Copy everything from the line containing "Task: spot one point per instance of the gray feather." down to the end of the records, word for word, and leave out the pictures.

::::::

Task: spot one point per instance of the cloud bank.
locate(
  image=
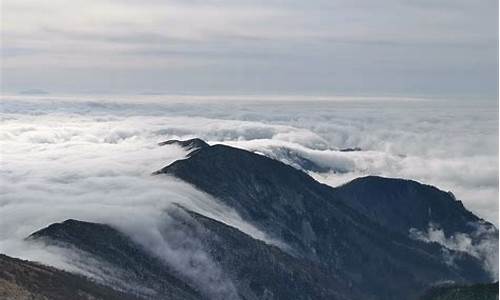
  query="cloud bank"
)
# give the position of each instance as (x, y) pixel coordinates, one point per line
(91, 159)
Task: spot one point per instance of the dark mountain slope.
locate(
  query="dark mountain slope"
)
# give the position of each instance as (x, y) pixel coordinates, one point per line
(401, 204)
(138, 272)
(314, 220)
(23, 280)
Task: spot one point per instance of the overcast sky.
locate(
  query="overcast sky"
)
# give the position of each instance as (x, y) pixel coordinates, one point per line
(365, 47)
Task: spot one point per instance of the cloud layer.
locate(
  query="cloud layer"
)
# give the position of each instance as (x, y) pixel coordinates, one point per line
(318, 47)
(91, 159)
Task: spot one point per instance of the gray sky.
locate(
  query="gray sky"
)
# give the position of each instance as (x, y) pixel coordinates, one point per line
(365, 47)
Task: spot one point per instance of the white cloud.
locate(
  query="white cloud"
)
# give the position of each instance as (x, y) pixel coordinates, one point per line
(91, 159)
(481, 244)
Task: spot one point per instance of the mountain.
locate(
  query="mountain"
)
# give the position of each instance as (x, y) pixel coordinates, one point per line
(463, 292)
(351, 242)
(320, 226)
(401, 204)
(132, 268)
(23, 280)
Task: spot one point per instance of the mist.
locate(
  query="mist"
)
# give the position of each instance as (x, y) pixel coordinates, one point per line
(92, 159)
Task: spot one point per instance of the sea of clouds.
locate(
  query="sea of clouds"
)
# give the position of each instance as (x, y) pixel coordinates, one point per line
(90, 158)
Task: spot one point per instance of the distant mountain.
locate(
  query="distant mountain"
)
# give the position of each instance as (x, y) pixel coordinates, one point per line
(351, 242)
(320, 226)
(400, 205)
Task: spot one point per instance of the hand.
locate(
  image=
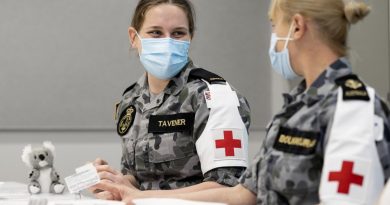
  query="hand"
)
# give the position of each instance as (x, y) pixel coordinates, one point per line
(109, 174)
(112, 191)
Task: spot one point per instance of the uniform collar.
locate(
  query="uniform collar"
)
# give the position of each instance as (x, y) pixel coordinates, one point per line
(321, 86)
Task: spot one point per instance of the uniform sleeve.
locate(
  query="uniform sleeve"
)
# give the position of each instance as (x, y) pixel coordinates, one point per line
(383, 141)
(225, 175)
(352, 168)
(125, 167)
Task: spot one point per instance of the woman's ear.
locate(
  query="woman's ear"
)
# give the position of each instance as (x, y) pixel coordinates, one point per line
(300, 26)
(132, 36)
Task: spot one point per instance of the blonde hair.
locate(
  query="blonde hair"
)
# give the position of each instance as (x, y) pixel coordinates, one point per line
(332, 17)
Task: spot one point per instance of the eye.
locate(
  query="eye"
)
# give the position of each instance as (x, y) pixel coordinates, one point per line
(178, 34)
(155, 33)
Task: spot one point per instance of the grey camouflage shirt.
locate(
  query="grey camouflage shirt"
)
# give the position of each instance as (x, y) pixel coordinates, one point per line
(282, 175)
(159, 145)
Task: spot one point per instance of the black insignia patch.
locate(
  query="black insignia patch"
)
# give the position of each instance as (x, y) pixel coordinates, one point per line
(353, 88)
(295, 141)
(206, 75)
(126, 120)
(180, 122)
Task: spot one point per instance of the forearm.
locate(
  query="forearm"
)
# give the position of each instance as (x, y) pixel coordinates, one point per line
(174, 192)
(229, 195)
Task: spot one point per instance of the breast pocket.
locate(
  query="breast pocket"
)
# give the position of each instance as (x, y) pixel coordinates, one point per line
(170, 147)
(296, 175)
(296, 164)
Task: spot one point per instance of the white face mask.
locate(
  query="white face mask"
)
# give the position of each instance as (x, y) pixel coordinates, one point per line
(280, 61)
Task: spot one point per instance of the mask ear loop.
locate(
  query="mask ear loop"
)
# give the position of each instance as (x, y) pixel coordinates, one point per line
(289, 35)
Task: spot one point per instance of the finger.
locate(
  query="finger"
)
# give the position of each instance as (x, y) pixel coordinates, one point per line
(109, 176)
(99, 161)
(128, 201)
(110, 187)
(107, 168)
(105, 195)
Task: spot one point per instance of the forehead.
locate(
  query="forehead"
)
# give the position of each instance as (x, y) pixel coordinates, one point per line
(165, 15)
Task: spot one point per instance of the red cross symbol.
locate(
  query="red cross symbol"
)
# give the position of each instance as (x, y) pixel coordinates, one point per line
(228, 143)
(346, 177)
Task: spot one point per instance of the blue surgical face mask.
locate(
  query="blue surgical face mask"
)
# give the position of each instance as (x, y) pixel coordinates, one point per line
(163, 57)
(280, 61)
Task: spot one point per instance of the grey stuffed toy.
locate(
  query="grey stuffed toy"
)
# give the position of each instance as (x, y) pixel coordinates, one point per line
(43, 177)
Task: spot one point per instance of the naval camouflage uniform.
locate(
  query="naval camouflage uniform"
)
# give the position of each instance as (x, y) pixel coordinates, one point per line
(159, 132)
(287, 173)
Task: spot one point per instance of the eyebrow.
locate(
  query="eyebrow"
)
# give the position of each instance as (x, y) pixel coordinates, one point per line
(176, 28)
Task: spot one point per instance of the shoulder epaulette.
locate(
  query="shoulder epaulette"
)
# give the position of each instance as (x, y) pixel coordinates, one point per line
(210, 77)
(129, 88)
(353, 88)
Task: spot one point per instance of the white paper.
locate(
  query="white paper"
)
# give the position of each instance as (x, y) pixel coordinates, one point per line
(165, 201)
(85, 202)
(85, 177)
(13, 190)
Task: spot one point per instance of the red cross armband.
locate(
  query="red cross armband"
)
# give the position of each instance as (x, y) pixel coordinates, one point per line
(352, 172)
(224, 140)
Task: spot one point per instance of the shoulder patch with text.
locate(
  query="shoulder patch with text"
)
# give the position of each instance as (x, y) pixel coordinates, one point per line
(126, 120)
(181, 122)
(296, 142)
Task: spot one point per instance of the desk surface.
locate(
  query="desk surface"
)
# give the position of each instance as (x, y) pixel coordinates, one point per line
(13, 193)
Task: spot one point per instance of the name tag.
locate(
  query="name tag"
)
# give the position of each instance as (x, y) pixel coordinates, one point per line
(180, 122)
(296, 141)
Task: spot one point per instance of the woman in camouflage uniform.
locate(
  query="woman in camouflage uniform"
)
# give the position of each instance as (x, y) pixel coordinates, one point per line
(329, 144)
(181, 126)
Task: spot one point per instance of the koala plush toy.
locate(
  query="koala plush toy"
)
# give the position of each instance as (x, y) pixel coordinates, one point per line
(43, 177)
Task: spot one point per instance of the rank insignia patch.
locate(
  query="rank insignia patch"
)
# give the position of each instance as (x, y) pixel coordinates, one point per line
(126, 120)
(353, 88)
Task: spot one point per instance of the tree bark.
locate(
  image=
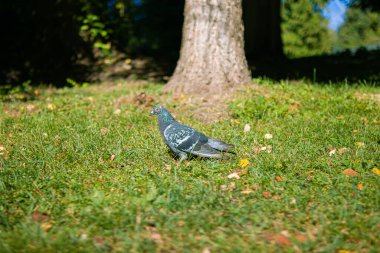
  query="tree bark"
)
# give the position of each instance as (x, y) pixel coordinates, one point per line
(212, 55)
(262, 33)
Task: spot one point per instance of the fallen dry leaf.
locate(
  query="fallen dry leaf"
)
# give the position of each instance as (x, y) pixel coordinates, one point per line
(247, 128)
(267, 194)
(279, 179)
(332, 151)
(2, 150)
(30, 107)
(104, 130)
(247, 191)
(301, 238)
(100, 240)
(359, 144)
(83, 236)
(234, 175)
(51, 107)
(206, 250)
(46, 226)
(243, 163)
(268, 136)
(154, 235)
(230, 187)
(279, 239)
(350, 172)
(341, 151)
(258, 149)
(376, 171)
(144, 99)
(40, 217)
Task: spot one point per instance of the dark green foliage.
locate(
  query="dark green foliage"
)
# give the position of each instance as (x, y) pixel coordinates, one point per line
(360, 29)
(304, 29)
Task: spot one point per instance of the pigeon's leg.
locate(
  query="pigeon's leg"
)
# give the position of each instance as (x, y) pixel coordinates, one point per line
(182, 156)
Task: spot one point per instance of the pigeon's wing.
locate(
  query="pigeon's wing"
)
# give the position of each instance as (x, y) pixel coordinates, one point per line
(189, 140)
(220, 145)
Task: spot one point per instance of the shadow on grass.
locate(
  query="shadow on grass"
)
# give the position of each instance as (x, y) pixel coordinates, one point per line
(363, 67)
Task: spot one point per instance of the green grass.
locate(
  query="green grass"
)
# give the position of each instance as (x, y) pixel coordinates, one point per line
(60, 191)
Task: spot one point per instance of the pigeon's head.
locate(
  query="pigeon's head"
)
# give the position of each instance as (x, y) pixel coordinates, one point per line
(157, 110)
(163, 115)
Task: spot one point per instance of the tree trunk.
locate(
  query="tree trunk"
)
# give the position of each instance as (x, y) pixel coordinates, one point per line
(262, 31)
(212, 55)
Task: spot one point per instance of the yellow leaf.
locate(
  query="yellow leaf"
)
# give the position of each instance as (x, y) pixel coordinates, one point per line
(50, 107)
(234, 175)
(247, 191)
(350, 172)
(341, 151)
(359, 144)
(46, 226)
(268, 136)
(103, 130)
(376, 171)
(243, 163)
(279, 179)
(332, 152)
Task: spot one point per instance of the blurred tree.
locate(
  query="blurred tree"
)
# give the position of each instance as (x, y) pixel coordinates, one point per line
(373, 5)
(262, 30)
(212, 55)
(304, 29)
(40, 40)
(361, 28)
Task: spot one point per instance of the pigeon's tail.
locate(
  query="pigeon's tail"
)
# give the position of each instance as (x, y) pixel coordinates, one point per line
(220, 145)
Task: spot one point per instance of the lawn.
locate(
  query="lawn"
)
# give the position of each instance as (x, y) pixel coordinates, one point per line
(84, 169)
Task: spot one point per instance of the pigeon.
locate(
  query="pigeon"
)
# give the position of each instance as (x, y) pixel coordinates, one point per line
(184, 140)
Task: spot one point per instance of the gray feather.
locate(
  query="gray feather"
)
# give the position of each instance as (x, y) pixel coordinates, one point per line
(184, 140)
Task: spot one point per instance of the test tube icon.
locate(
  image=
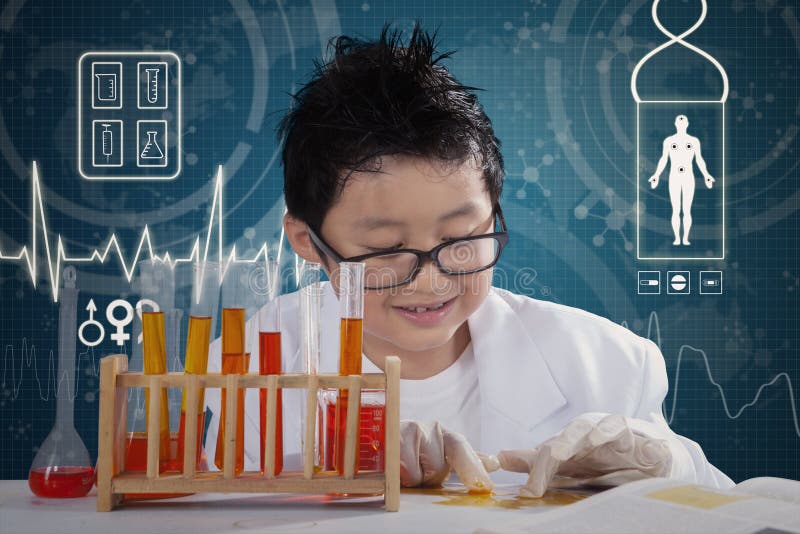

::::::

**Solution for this exercise:**
Task: spot one point per instance of the gray feather.
locate(
  query="gray feather"
)
# give the position of each instance as (x, y) pixel coordinates, one point per line
(184, 140)
Task: spot one point per instance of the test tube icon.
locate(
  image=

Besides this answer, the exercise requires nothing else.